### TASK INSTRUCTIONS:
Return, character for character, the lines from the one bearing "Annotation task — annotate the green" through the end of the material. Omit everything before that line.

[A block of data]
## BEGIN

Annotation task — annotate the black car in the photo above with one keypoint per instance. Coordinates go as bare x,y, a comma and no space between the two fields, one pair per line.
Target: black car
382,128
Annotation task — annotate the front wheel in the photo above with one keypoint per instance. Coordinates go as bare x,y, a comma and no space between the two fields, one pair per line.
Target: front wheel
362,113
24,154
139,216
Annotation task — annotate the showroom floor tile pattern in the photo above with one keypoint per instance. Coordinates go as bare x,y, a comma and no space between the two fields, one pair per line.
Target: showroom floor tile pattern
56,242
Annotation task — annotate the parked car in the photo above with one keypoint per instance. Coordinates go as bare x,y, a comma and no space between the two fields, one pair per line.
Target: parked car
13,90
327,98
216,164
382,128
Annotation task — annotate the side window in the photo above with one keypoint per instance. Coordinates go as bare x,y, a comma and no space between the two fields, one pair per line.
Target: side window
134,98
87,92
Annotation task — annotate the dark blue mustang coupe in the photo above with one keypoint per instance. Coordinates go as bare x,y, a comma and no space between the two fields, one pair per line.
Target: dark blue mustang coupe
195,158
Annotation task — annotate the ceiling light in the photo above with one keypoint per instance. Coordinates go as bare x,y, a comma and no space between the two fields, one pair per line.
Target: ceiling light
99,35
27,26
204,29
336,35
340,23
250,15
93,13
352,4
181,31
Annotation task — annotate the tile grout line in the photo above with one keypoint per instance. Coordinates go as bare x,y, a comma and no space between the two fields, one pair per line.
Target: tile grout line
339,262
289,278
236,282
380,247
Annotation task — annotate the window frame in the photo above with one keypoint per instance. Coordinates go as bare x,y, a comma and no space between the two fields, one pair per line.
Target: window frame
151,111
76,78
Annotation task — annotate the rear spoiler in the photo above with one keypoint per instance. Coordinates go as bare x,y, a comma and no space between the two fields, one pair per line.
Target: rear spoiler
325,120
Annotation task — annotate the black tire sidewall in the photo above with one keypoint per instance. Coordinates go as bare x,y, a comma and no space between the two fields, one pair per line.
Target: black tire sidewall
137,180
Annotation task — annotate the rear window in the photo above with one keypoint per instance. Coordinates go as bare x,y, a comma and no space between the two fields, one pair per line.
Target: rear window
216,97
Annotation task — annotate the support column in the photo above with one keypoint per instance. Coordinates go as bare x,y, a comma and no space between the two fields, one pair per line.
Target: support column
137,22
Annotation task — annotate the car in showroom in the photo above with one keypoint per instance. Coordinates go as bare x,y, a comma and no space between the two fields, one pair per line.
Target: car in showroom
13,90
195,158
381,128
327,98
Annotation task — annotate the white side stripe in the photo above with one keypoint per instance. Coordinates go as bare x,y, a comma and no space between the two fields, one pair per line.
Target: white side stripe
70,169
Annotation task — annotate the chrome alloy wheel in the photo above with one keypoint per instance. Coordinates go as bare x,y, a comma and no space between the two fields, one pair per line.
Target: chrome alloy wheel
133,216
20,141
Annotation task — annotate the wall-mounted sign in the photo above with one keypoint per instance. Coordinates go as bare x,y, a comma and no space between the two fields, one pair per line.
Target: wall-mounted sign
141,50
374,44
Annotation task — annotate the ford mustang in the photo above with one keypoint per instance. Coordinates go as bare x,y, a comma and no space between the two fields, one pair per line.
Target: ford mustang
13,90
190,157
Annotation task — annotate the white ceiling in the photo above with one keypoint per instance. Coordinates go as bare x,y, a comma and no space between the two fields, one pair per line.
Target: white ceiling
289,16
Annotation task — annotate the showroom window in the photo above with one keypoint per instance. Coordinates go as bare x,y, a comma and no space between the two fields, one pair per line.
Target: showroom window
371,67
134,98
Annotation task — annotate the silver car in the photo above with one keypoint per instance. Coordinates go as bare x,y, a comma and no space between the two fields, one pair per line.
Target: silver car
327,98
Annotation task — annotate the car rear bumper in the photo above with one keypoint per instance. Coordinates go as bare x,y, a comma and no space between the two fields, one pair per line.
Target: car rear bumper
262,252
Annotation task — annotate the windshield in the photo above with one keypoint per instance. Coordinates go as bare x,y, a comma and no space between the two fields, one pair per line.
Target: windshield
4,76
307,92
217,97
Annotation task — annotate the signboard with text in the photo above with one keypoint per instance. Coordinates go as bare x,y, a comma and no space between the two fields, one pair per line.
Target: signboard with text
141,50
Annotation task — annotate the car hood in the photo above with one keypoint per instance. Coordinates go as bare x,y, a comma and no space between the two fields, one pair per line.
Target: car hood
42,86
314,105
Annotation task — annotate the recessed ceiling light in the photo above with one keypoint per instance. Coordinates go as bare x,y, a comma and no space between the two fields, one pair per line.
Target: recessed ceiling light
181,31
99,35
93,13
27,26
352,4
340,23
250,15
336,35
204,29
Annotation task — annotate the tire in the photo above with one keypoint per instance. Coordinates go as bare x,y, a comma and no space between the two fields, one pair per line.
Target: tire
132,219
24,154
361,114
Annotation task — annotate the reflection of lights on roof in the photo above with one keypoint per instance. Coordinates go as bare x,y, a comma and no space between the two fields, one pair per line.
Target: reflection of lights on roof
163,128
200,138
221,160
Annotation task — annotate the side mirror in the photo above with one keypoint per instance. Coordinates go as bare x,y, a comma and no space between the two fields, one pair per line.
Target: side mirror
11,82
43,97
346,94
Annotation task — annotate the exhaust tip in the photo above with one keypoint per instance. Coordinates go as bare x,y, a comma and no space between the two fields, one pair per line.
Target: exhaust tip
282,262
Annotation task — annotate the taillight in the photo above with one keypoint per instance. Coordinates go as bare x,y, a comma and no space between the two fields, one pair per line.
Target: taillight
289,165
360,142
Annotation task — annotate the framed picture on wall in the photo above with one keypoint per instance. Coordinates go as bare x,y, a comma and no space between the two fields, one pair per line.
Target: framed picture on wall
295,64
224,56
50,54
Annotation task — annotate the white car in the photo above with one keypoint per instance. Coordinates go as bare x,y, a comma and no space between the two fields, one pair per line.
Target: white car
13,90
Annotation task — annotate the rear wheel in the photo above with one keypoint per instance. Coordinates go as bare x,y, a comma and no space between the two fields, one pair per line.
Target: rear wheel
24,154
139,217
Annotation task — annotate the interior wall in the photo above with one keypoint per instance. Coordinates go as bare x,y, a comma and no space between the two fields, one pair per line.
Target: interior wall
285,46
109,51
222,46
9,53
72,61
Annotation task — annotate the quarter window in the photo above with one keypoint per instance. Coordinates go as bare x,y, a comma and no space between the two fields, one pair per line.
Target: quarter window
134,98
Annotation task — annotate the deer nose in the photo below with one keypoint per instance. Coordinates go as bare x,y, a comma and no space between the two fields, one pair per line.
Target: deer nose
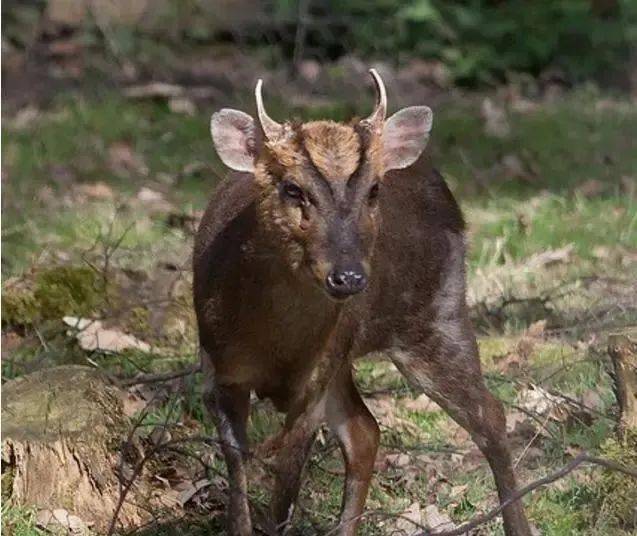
343,283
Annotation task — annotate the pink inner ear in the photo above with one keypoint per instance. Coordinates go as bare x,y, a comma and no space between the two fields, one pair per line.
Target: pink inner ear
234,136
405,136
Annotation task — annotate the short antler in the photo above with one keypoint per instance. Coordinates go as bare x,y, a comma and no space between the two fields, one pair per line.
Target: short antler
270,127
380,111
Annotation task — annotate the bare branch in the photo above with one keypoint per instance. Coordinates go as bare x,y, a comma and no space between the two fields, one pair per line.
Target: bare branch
163,377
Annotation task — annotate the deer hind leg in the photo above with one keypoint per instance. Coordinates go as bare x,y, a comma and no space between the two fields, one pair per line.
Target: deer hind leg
229,407
449,372
358,436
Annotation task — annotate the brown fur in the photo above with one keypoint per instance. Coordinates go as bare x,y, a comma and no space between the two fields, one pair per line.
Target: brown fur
267,325
333,148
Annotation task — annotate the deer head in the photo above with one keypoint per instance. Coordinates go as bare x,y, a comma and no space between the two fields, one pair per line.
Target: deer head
321,183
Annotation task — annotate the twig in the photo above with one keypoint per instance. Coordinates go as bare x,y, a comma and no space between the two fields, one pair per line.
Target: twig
163,377
581,458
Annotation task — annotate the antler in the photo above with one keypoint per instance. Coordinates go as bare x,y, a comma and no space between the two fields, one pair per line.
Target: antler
380,111
270,127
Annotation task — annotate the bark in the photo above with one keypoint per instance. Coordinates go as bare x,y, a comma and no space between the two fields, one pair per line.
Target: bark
61,432
623,353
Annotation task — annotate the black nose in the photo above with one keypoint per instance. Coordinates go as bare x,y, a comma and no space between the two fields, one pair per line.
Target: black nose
343,283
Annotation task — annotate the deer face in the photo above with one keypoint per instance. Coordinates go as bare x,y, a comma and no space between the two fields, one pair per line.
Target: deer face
321,183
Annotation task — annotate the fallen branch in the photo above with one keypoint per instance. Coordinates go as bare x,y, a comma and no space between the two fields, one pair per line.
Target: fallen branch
163,377
492,514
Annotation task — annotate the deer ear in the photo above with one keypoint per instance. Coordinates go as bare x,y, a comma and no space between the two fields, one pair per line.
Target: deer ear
234,135
405,136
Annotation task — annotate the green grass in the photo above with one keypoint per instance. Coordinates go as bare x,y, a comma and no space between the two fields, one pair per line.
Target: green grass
561,145
19,521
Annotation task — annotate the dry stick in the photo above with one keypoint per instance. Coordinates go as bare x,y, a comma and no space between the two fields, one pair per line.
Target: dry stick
163,377
581,458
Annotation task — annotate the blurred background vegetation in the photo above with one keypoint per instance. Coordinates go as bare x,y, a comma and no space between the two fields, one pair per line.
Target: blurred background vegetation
107,166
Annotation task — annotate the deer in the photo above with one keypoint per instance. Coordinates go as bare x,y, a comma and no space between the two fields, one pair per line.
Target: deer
328,242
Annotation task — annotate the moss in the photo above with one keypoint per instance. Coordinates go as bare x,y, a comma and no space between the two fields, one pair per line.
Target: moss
51,294
68,290
19,306
137,322
617,492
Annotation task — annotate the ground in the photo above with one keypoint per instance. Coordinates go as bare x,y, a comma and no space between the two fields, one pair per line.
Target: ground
101,196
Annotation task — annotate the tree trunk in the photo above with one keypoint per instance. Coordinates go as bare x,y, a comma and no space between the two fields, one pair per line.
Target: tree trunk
61,432
623,353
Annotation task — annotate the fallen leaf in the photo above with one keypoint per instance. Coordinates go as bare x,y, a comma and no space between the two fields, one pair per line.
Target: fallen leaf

## END

### REPLY:
Annotation task — annotate the green grass in the photo above with one keypoint per instance. Coordinates go as bare x,y, a comma and no space between the two fields, one pair per line.
Target: green grass
561,145
19,521
Annotation task — annotate the dry stick in the photo above with one keypoint per instance. Coordinates go as bare x,y, a comma and no space between the two fields, one pair per line.
Target: dry stick
163,377
581,458
Annotation task — annotate the blurred background vegetation in the photo above with one keypoint per instance. Coordinates go as bare x,y, a comma and no space between the two fields, one pair per line.
Target: blurred background vegetation
107,166
Annotation task — annotate the deer in the photo above with one keypoint per instance. Coordinates go as bare x,y, a comma and no space between the two fields, one pair per line.
Target: deer
328,242
Annotation task — annotate the moss in the photo above with one keypoint per instance. Coordinates go as bare x,y, a comma and no space between the two fields, one pair per line.
Target: moss
51,294
68,290
19,306
137,322
617,492
Annotation task — annotate the ground in the photo above with one keypoint per instance. Coordinates go as bare x,y, a comma and no space between the two fields, one pair per line.
Target: ground
101,196
Annotation task — annotate the tree trunk in the photo above with one keypoint per instance. Coordinates go as bare x,y, a comma and no space between the two fields, one pair per line.
Target: tree trunk
61,432
623,353
Annotation task — annotate the fallen leaf in the photo above with one keypoint per instance. Coordinates go as bare x,y, a comma and no space between the two fields, one pair per line.
Target: fallen leaf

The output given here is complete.